• [What the task requires] Switch "sitting on" to "standing on" in the items from the line with "Task: locate the irish" through the end of the items, and give those lines again with nothing else changed.
-------
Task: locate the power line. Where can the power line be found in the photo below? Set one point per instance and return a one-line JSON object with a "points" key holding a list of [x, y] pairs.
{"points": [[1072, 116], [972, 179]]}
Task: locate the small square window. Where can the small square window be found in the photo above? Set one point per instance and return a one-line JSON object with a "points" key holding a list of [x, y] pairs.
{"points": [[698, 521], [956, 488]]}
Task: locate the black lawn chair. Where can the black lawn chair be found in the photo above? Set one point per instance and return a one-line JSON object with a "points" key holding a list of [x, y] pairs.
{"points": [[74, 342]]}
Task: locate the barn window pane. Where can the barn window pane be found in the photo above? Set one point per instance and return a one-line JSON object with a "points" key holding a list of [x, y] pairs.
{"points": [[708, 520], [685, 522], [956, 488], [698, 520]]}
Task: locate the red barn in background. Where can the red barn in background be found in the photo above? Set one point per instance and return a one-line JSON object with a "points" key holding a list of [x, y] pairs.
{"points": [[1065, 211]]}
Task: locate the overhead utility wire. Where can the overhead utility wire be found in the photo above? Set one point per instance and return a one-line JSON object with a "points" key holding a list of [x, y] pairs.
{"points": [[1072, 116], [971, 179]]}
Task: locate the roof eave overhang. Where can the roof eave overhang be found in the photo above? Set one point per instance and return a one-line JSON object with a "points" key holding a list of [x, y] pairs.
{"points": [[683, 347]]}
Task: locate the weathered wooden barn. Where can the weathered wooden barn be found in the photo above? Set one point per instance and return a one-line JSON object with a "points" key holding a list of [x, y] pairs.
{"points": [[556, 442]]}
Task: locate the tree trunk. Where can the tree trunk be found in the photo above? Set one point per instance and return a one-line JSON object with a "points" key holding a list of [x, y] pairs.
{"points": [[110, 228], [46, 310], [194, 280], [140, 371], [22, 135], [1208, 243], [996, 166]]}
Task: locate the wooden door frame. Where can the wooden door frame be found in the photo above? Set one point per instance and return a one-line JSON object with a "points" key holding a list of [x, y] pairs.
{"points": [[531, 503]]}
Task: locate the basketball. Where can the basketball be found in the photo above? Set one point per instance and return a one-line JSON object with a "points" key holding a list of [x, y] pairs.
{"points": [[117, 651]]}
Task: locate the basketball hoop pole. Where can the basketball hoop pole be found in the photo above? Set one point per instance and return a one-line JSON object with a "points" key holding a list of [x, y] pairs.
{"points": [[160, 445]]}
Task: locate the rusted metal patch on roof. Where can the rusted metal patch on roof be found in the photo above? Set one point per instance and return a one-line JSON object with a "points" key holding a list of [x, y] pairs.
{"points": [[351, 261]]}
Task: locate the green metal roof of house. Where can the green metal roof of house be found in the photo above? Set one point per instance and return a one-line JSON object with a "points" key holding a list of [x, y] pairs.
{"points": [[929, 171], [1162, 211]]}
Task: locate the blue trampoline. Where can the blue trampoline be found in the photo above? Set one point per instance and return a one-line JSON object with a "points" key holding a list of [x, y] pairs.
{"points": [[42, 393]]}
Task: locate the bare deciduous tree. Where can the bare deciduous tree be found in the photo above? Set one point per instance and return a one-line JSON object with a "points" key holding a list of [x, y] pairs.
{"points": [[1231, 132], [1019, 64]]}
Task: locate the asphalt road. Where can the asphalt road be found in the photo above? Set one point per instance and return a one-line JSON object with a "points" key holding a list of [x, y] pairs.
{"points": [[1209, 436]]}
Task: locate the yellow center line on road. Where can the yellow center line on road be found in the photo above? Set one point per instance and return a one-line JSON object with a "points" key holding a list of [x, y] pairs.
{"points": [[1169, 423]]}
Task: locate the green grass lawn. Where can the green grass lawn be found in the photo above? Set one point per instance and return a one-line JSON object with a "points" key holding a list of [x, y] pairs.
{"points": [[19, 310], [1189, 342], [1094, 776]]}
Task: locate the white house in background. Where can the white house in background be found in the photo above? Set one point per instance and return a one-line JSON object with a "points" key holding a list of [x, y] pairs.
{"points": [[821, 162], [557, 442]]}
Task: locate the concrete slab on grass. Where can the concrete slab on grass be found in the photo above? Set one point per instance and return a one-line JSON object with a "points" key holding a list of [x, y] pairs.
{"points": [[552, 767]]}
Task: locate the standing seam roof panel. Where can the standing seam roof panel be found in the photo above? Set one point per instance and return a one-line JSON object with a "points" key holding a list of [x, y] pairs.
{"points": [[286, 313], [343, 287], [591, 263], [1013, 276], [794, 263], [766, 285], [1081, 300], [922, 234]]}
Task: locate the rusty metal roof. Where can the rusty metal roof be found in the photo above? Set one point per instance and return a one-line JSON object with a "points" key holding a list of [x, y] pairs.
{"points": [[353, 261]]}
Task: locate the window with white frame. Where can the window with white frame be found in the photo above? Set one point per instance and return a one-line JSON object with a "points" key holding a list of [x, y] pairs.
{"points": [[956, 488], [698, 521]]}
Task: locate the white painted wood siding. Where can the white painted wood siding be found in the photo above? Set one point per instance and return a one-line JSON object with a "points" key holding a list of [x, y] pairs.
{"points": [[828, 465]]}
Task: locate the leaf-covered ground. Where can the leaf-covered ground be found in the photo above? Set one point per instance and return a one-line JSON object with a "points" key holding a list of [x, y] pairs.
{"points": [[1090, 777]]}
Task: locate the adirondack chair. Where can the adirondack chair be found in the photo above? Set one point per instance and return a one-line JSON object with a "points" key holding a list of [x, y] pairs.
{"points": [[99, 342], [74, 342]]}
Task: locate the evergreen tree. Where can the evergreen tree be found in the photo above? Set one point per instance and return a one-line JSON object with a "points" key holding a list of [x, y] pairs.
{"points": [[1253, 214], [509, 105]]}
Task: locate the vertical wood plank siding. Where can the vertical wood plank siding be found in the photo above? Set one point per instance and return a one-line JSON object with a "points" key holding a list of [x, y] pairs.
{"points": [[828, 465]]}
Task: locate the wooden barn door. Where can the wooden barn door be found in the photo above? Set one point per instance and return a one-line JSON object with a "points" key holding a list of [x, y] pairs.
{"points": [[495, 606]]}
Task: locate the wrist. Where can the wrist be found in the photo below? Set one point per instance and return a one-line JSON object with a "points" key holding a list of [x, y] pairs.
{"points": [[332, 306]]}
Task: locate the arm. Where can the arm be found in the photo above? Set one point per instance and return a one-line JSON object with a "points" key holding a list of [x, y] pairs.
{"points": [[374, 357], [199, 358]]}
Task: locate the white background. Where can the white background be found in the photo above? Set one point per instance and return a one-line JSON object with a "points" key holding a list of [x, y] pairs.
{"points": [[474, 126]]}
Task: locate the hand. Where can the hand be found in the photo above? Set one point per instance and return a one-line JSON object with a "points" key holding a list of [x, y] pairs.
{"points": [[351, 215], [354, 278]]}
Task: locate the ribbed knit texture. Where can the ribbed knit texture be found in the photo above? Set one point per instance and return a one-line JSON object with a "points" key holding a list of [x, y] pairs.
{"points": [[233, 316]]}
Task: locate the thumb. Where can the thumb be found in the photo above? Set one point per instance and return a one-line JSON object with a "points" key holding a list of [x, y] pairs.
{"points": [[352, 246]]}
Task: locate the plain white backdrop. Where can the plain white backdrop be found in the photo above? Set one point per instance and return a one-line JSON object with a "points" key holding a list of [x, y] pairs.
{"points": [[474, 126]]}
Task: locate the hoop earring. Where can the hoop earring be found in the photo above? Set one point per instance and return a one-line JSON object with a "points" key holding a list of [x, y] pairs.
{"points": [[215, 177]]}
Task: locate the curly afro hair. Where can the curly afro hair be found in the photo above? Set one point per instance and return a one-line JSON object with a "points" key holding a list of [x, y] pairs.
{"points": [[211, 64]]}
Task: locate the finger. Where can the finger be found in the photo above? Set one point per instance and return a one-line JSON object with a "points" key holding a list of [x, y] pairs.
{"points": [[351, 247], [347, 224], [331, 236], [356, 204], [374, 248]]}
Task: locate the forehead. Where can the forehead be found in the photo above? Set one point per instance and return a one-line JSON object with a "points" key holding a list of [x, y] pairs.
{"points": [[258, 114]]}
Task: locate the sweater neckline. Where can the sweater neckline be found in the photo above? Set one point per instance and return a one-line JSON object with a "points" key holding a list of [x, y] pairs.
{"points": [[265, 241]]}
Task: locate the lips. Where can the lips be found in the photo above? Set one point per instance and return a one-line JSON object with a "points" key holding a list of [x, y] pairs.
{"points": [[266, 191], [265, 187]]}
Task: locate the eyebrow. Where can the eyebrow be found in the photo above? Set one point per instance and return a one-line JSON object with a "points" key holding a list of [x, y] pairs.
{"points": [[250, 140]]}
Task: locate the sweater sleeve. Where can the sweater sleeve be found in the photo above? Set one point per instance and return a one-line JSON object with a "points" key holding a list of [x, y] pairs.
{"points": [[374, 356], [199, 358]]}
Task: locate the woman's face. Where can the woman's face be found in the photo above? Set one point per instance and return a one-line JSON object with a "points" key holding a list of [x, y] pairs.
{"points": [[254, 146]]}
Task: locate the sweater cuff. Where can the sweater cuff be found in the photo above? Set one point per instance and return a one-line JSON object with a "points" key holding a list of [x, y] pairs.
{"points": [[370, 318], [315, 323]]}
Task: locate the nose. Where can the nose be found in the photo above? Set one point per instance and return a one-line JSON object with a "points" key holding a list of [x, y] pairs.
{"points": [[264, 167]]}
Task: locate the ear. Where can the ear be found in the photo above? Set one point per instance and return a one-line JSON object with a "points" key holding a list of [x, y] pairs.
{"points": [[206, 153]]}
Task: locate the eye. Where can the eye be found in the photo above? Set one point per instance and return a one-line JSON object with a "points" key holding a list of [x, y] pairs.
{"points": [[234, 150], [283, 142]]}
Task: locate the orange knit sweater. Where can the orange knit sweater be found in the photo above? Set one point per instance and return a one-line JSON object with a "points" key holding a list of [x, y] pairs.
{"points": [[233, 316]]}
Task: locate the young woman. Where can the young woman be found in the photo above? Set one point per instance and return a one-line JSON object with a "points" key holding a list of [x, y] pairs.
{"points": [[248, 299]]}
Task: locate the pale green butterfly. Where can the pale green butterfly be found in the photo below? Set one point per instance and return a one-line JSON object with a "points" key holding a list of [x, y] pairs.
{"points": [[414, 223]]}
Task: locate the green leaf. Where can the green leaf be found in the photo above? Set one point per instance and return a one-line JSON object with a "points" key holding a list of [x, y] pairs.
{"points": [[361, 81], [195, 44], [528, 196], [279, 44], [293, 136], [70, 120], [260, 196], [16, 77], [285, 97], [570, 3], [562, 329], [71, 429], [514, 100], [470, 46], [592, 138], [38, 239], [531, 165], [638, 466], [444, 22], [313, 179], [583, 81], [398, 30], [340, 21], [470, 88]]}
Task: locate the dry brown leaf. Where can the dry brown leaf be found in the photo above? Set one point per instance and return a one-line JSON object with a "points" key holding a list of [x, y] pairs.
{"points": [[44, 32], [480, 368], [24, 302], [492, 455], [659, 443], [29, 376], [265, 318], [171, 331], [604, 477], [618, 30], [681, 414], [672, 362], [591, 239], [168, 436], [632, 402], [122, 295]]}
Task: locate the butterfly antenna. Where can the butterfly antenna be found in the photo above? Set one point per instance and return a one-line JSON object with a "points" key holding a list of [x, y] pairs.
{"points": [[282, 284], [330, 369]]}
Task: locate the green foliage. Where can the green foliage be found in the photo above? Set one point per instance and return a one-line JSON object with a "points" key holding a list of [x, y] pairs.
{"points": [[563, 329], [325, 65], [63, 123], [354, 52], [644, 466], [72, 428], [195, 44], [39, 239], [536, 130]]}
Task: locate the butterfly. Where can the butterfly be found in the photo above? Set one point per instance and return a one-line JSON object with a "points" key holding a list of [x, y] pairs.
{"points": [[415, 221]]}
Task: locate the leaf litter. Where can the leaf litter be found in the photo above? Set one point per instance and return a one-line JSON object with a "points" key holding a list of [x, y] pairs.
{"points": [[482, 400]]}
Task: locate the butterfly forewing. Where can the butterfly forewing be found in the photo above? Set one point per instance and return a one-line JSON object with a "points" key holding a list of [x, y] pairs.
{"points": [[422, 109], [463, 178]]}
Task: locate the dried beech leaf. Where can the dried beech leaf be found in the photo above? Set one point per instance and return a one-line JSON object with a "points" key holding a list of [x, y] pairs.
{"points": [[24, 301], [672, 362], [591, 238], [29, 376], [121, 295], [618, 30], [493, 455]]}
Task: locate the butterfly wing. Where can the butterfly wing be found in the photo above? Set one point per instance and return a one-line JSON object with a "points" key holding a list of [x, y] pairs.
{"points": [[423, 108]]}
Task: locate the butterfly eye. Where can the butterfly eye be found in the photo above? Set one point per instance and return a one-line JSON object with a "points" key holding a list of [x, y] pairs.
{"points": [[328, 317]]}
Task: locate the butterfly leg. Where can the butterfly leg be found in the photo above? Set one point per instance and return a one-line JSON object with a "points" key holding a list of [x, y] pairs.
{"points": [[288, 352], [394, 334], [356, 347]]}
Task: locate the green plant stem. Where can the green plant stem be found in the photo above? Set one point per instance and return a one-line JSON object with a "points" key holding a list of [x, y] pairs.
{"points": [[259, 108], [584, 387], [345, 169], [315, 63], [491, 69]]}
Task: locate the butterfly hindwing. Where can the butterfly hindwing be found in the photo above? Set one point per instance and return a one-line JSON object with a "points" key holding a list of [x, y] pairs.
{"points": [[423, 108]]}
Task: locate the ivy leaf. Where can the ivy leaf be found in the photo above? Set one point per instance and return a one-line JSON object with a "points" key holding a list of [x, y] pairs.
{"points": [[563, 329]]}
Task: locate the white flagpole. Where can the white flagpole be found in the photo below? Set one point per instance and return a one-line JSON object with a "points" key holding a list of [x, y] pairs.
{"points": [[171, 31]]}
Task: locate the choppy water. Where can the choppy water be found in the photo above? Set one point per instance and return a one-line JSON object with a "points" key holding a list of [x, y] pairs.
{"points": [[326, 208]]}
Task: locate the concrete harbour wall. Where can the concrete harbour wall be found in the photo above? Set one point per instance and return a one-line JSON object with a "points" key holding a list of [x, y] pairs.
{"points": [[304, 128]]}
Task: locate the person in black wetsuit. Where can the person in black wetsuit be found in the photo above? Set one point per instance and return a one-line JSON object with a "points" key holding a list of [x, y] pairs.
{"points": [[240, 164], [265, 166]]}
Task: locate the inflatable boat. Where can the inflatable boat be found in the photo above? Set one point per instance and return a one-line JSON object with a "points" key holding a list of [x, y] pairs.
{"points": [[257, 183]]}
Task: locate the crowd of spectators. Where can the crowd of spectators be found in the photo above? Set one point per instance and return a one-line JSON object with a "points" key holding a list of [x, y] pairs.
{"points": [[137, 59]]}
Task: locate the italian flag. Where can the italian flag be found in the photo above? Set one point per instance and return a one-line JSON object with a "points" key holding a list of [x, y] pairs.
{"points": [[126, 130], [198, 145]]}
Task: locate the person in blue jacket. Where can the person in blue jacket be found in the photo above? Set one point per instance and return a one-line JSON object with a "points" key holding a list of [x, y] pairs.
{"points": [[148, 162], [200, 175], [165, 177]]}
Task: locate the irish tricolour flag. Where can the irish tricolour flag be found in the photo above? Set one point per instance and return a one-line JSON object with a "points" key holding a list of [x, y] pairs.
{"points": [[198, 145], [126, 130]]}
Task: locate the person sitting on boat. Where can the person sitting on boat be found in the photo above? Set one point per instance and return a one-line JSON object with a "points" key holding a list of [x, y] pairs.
-------
• [Finished task]
Task: locate the irish tricolour flag. Where can the irish tricolour flag be found in the photo above? Set one point per instance and return a one-line JSON object with a "points" key holding a list of [x, y] pairs.
{"points": [[198, 145], [126, 130]]}
Task: locate the person standing on boat. Where can the person standing on boat be found in the photo above? Set one point per instance and return a one-line JSON object with a "points" key holding a list of [x, y] pairs.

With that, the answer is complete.